Top of Text under study
Church's Ministry Among Jewish People - History

History

The society began in the early 19th century, when leading evangelicals, including members of the influential Clapham Sect such as William Wilberforce, and Charles Simeon, decided that there was an unmet need to promote Christianity among the Jews. In 1809 they formed the London Society for Promoting Christianity Amongst the Jews. The missionary Joseph Frey is often credited with the instigation of the break with the London Missionary Society. A later missionary was C. W. H. Pauli.

Abbreviated forms such as the London Jews' Society or simply The Jews' Society were adopted for general use. The original agenda of the society was:

  • Declaring the Messiahship of Jesus to the Jew first and also to the non-Jew
  • Endeavouring to teach the Church its Jewish roots
  • Encouraging the physical restoration of the Jewish people to Eretz Israel - the Land of Israel
  • Encouraging the Hebrew Christian/Messianic Jewish movement

The society's work began among the poor Jewish immigrants in the East End of London and soon spread to Europe, South America, Africa and Palestine. In 1811, a five-acre field on the Cambridge Road in Bethnal Green, east London, was leased as a centre for missionary operations. A school, training college and a church called the Episcopal Jews' Chapel were built here. The complex was named Palestine Place. In 1813, a Hebrew-Christian congregation called Benei Abraham (Children of Abraham) started meeting at the chapel in Palestine Place. This was the first recorded assembly of Jewish believers in Jesus and the forerunner of today's Messianic Jewish congregations.
Bottom of Text under study
Top of Data listing
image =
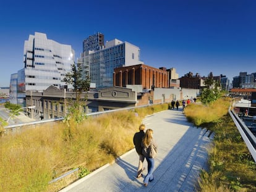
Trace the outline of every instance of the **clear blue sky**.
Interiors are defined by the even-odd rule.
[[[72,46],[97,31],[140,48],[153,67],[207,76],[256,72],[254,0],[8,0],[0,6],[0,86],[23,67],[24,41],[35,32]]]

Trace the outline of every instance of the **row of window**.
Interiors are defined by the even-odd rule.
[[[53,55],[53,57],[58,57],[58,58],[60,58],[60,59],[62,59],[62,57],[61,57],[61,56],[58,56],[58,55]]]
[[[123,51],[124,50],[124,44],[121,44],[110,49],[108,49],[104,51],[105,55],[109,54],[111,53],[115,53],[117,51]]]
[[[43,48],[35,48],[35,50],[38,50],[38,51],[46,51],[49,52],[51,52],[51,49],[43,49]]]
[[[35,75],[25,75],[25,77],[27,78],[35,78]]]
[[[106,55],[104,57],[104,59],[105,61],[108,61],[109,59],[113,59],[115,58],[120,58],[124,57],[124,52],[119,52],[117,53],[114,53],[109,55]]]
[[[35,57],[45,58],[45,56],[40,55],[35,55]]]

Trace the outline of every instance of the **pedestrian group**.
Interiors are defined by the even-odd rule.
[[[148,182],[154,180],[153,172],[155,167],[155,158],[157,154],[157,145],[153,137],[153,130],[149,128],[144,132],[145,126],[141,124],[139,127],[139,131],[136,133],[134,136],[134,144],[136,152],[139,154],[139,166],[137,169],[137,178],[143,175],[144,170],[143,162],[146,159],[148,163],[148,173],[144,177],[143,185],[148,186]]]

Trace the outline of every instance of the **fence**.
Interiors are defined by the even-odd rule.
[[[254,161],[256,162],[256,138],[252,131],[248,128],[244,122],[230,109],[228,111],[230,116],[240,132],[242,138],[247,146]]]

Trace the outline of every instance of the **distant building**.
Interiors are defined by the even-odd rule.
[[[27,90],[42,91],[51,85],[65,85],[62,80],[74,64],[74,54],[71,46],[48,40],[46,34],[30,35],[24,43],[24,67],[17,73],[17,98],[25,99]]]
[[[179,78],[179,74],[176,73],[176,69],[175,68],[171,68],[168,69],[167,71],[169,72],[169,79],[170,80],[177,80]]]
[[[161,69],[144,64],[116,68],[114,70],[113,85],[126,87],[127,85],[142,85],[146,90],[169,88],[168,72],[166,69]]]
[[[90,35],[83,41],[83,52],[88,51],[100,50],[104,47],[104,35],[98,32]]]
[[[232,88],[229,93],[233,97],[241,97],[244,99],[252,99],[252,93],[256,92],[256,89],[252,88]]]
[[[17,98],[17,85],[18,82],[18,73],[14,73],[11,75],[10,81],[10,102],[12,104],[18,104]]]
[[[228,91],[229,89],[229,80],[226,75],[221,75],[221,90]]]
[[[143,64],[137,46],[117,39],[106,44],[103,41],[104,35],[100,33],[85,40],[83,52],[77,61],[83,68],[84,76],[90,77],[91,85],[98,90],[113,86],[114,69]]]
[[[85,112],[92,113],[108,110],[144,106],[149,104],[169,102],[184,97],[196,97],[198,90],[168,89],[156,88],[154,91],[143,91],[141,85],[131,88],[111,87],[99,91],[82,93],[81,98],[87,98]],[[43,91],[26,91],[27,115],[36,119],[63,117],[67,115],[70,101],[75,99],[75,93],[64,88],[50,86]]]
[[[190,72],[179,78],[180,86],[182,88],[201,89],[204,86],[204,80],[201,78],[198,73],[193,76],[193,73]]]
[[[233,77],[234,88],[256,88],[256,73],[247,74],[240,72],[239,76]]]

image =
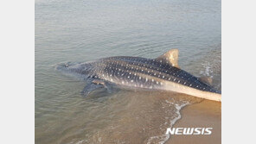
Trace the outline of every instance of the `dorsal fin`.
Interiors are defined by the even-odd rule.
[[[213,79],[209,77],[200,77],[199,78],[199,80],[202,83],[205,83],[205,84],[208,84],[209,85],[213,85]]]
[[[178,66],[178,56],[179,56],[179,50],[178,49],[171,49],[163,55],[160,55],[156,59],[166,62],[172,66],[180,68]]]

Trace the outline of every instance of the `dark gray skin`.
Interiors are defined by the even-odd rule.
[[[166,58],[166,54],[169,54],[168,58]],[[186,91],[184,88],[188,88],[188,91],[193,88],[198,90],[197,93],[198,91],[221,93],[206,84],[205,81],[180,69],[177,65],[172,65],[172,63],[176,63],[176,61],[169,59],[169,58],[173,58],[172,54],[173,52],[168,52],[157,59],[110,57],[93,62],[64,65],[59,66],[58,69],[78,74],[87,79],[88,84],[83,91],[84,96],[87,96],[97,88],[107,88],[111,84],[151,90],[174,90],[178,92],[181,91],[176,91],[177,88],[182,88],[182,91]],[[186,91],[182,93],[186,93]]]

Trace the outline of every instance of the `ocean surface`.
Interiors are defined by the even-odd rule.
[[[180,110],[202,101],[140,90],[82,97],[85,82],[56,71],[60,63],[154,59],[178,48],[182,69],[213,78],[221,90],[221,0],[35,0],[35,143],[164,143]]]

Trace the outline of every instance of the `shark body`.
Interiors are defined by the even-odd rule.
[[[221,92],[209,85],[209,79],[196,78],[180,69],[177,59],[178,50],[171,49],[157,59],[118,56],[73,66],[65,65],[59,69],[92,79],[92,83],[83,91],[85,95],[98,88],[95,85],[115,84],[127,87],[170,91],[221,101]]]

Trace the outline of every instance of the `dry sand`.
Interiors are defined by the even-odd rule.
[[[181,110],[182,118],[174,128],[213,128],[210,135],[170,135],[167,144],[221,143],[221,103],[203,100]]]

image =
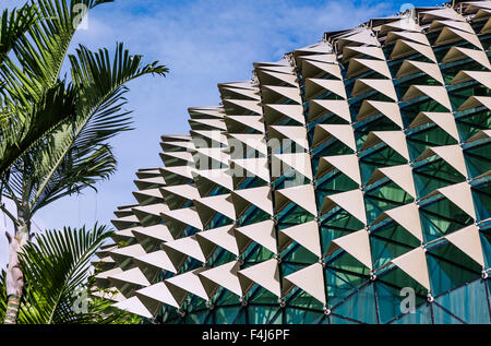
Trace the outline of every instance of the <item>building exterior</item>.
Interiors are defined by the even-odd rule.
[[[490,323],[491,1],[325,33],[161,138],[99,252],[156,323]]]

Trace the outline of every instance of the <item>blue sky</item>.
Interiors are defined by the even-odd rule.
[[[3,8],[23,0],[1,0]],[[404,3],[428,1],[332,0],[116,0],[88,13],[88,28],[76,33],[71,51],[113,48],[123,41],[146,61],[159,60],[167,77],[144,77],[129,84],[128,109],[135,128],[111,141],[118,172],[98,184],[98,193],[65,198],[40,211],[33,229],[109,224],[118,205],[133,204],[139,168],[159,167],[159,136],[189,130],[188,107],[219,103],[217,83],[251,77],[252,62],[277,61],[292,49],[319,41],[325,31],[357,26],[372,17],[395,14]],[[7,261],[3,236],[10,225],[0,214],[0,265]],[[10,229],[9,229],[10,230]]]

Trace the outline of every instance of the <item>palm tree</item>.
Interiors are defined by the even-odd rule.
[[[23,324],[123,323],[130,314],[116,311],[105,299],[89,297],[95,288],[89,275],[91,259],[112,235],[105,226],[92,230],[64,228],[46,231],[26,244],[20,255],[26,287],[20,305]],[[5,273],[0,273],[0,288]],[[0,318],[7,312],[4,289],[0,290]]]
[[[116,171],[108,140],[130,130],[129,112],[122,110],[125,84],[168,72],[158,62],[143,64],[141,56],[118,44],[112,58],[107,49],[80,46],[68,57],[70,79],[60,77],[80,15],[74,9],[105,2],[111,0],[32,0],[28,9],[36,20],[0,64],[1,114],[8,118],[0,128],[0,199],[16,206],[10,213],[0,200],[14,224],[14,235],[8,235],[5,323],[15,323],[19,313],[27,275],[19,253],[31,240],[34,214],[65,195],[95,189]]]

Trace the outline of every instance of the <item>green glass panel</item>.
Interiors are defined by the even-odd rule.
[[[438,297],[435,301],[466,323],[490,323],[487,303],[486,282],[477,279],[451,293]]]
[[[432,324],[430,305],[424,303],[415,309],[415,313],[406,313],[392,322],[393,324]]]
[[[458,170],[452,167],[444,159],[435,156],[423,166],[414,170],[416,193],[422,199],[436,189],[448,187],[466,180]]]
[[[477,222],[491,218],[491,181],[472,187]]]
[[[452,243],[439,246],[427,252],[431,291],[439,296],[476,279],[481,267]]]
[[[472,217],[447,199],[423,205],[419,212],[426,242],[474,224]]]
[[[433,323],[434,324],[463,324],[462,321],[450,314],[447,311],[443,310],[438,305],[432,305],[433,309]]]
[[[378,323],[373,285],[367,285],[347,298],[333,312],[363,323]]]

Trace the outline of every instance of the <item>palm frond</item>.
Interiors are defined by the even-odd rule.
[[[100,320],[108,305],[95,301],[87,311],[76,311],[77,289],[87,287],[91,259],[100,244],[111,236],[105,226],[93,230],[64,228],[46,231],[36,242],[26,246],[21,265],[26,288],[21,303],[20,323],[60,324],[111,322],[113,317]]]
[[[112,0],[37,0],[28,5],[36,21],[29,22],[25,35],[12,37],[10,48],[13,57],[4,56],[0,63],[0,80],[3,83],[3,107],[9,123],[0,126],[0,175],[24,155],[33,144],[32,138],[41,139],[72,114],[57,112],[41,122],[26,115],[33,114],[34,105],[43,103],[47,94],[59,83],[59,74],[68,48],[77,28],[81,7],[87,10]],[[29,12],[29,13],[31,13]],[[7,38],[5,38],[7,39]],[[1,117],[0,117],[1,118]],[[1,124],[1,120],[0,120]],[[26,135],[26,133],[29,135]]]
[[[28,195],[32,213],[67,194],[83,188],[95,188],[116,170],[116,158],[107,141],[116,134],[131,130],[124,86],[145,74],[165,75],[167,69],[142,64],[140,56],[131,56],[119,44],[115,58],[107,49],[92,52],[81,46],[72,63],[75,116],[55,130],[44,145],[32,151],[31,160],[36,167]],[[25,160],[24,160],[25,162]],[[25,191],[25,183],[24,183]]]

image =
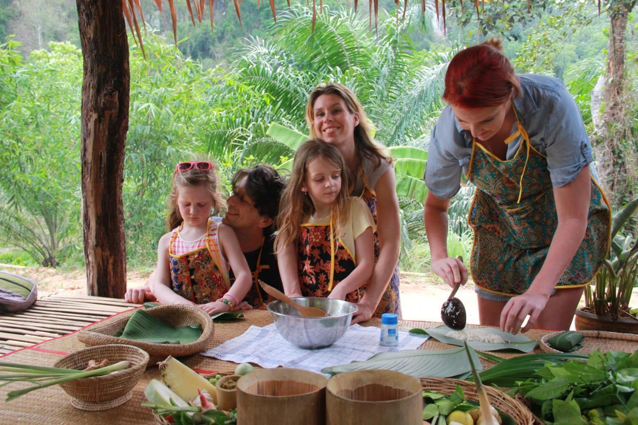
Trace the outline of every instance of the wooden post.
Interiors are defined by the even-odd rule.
Bottom of Data listing
▶ Study questions
1) For each statement, answer yes or no based on the history text, and quote the words that decide it. (a) The society was formed in 1809. (b) The field on the Cambridge Road was bought outright. (c) Benei Abraham began meeting in 1811.
2) According to the history text, what name was given to the complex of school, training college and church built on the Cambridge Road field?
The records are not needed here.

▶ Answers by task
1)
(a) Yes: "In 1809 they formed the London Society for Promoting Christianity Amongst the Jews."
(b) No: "a five-acre field on the Cambridge Road in Bethnal Green, east London, was leased as a centre for missionary operations."
(c) No: "In 1813, a Hebrew-Christian congregation called Benei Abraham (Children of Abraham) started meeting at the chapel in Palestine Place."

2) Palestine Place.